» **TASKS TO CARRY OUT**
1. From the piece on the Manhattan mosque dispute, extract the passage that begins at the words "Gutfeld's proposal for" and stops after the words "them build it.", copying it word for word.
2. Answer these questions about the piece on the Manhattan mosque dispute:
(a) How much is the planned mosque and Islamic cultural center said to cost?
(b) Who compared the project to a Nazi shrine next to a Holocaust memorial?
(c) Which magazine edition did Gutfeld once head?
3. Can you carry on the piece about the Manhattan mosque dispute from its last sentence?

Like so much else in space-starved Manhattan, the source of all the brouahaha about this mosque is a question purely of real estate. The site of the mosque is within site of Ground Zero, where the Twin Towers once stood. Now a massive construction site, Ground Zero is considered by many a testament to the destructive powers of radical Islam.

For these people, building a $100 million mosque and Islamic cultural center so close to what has become hallowed ground amounts to desecration. Newt Gingrich even compared it to a Nazi shrine next to a Holocaust memorial. Less ridiculous comparisons are to the proposed Carmelite nuns' convent next to the sprawling site of Auswitch, the Nazi concentration camp where millions of Jews, gypsies and gays were murdered.

Into this media-made mess stepped Gutfeld. The right-wing satirist has made a career out of tweaking both sides of the political divide, although most of his fire is aimed at the left. He also has a history as something of a guy's guy when it comes to sex: He helmed the U.K. edition of Maxim for a while.

Gutfeld's proposal for a gay bar next to the mosque comes on the heels of similar proposals on right-wing blog sites for a pig farm, pig abbatoir, or bar-b-que joint. (Muslims, like Jews, consider pigs an unclean animal and abhor them.)

Normally anti-gay right-wing sites have been quick to embrace Gutfeld's proposal as a way to tweak Muslims. I'm not here to do that. Let me state clearly: I believe the whole "controversy" is ridiculous. New York Mayor Mike Bloomberg is right: If they can build it, let them build it.

» **STORED DATA**

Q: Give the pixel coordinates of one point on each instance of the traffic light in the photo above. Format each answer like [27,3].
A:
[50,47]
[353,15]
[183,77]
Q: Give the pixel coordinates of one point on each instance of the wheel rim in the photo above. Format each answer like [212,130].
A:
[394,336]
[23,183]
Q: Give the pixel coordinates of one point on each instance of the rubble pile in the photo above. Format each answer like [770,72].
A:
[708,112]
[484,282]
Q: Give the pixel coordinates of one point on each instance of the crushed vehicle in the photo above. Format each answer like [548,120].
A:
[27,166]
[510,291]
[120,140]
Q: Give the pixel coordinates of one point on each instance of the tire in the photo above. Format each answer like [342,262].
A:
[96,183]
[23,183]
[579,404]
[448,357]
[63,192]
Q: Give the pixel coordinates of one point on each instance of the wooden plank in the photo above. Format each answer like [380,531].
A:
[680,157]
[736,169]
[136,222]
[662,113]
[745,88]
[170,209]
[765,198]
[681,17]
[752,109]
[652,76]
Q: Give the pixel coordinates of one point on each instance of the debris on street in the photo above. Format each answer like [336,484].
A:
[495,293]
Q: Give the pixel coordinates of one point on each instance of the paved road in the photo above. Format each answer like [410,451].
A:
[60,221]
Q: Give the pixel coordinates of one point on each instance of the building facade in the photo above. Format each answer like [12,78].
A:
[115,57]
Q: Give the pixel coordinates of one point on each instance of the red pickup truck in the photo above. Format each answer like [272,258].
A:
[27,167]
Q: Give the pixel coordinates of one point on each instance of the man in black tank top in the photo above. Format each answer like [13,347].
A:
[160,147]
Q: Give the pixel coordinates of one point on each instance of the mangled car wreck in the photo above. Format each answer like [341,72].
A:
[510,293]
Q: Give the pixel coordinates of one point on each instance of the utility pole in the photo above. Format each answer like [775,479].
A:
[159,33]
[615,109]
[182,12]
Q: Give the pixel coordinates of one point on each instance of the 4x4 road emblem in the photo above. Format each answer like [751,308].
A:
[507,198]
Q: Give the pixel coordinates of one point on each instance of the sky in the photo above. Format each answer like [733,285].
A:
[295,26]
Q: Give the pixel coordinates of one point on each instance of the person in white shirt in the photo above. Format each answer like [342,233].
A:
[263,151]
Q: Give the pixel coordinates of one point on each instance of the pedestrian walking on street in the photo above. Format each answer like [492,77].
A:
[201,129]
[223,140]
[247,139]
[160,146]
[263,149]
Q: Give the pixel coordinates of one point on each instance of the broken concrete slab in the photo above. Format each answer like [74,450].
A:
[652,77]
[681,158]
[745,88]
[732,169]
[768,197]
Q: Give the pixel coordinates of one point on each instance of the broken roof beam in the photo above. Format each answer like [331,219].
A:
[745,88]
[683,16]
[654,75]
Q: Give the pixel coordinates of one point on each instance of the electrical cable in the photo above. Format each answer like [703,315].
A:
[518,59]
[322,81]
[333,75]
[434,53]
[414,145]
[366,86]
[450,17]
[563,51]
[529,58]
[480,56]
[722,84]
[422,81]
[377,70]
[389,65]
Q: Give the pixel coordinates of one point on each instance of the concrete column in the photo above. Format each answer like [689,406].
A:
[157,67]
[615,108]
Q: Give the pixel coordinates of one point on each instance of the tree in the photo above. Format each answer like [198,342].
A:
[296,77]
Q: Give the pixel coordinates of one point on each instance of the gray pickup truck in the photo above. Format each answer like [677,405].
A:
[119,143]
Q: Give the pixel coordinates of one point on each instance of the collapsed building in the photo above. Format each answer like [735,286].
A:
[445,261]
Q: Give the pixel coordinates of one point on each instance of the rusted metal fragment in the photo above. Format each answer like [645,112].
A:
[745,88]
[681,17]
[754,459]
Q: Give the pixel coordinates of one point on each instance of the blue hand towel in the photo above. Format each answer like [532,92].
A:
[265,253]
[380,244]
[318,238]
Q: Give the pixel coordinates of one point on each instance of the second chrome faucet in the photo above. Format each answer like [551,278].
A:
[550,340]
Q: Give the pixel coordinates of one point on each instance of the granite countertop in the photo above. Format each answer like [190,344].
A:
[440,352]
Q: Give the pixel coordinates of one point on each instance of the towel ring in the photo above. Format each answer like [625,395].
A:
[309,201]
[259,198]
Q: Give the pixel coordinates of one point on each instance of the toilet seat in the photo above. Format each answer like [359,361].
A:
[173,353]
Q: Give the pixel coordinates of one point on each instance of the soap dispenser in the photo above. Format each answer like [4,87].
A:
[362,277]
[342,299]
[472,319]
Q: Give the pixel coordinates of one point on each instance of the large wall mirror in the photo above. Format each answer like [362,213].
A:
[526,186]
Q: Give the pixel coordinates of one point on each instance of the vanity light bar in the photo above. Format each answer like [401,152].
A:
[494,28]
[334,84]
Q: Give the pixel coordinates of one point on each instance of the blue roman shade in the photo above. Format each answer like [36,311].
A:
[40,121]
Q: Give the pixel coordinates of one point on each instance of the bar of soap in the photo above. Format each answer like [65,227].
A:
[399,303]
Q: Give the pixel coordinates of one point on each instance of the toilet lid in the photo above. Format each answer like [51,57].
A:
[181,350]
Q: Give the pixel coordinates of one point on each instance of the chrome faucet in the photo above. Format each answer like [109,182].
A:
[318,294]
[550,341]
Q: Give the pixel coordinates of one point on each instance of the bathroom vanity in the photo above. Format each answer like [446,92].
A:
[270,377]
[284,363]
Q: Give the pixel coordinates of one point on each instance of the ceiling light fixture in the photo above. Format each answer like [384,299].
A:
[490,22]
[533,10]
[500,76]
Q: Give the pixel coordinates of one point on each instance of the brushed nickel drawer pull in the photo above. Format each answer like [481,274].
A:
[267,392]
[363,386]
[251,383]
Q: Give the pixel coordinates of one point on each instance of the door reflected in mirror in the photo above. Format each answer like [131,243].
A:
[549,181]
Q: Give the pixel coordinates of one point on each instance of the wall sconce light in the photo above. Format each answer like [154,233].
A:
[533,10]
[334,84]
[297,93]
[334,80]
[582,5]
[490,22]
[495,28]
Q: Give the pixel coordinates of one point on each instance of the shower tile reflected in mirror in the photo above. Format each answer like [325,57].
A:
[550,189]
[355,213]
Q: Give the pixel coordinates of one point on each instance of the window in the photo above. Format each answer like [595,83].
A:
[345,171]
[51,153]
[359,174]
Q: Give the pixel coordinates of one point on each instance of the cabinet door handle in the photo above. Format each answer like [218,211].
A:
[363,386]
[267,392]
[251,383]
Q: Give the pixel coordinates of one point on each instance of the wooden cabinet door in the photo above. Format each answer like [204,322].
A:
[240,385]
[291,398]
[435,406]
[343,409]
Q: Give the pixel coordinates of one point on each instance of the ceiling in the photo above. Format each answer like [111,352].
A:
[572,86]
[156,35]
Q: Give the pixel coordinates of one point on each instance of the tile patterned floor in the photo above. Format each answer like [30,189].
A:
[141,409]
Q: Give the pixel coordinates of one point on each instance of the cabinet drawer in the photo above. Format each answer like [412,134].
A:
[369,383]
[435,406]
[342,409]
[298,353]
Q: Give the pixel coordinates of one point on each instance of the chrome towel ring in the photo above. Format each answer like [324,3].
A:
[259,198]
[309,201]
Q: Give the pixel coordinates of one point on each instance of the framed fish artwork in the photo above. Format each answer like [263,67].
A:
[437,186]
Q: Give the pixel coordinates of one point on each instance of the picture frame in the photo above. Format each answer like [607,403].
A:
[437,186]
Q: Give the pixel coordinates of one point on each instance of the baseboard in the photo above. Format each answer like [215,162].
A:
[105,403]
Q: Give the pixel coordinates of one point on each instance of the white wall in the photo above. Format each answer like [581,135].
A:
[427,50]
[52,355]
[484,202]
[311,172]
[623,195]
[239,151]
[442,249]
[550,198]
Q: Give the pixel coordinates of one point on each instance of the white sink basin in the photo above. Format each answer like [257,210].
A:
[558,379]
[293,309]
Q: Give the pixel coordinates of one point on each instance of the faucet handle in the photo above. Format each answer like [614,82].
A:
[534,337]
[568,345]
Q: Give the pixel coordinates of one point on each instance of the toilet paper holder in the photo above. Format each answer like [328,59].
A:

» **TASK ANSWERS**
1.
Gutfeld's proposal for a gay bar next to the mosque comes on the heels of similar proposals on right-wing blog sites for a pig farm, pig abbatoir, or bar-b-que joint. (Muslims, like Jews, consider pigs an unclean animal and abhor them.)

Normally anti-gay right-wing sites have been quick to embrace Gutfeld's proposal as a way to tweak Muslims. I'm not here to do that. Let me state clearly: I believe the whole "controversy" is ridiculous. New York Mayor Mike Bloomberg is right: If they can build it, let them build it.

2.
(a) $100 million
(b) Newt Gingrich
(c) The U.K. edition of Maxim

3.
I should add that the one aspect of the discussion never brought up is that the site on Park Place, is actually a block away from Ground Zero and not really "in sight of" the space where the towers stood. In fact, the southern tip of Manhattan is so densely packed that a block-and-a-half is like a half-mile anywhere else. But, of course, reason hardly has any place in a silly-season (it's August) argument like this.

But back to that bar: Lower Manhattan hasn't had a gay bar since the Altar (I believe that was the name), a leather bar, was located there back in the '90s. The nearest bars to my knowledge are in the East Village and Greenwich Village, several blocks and at least two neighborhoods to the north.

I myself know several gay men who have moved into Downtown Manhattan in recent years. The Financial District used to be nearly barren of full-time residents. But in recent years, people have been flocking to the area, lured by relatively inexpensive rents and prices for luxury housing.

In their wake has come amenities like gyms, restaurants, grocery stores and schools. But no gay bar.

Gutfeld would actually be joining a long, proud list of straight men who have owned gay bars in New York. Boy Bar, which began the whole flock of East Village bars, was begun and owned by a straight man. (He's the guy who owns the "Teepee House" on Coast Guard Walk in Fire Island Pines and could sometimes be spotted seen at Low Tea playing a recorder.)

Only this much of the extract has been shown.